_Excerpted passage:_
For kids with RAD, I believe meds are not healing or correcting the child's brain, but they can calm down all the outside/extra input so that the brain can focus on building those new pathways. Another example (can you tell I love examples) - imagine you are in the middle of a war zone with people running and screaming, soldiers chasing you, bullets flying, bombs going off... Are you going to be able to sit down and study your math homework? NO, of course not. You are totally focused on survival.
Like one of the commenters on J's post, I'm bipolar too, but luckily my disorder is not as severe. I can go without meds - if I'm taking care of myself and not under a lot of stress. Add in stress though and meds are not optional (needless to say I'm on meds right now!). The more stress, the more meds needed. So do kids with RAD and PTSD need meds even though meds cannot cure/fix them? I believe so. Otherwise you are asking them to try to focus on healing/therapy while still having to deal with the war zone.
Therapy to heal
On the other hand, you can't just treat with meds. Meds control the symptoms, but it takes a lot of work to retrain your brain to function in a new way. This is where therapy and therapeutic parenting come in. To help our kids you must have both.

_About this exercise:_ List each thing happening in the imagined war zone described in the excerpt on meds and therapy for kids with RAD.

_Data segment:_

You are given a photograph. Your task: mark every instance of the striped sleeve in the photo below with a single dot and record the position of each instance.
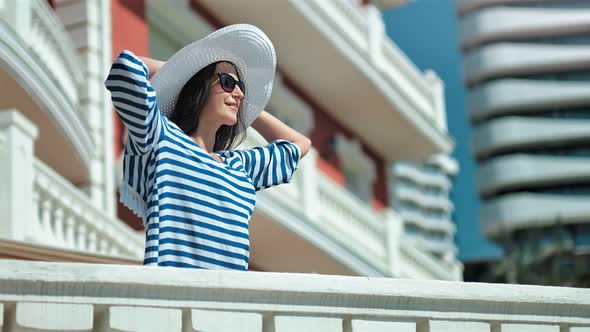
(272, 164)
(135, 101)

_Written answer:_ people running and screaming; soldiers chasing you; bullets flying; bombs going off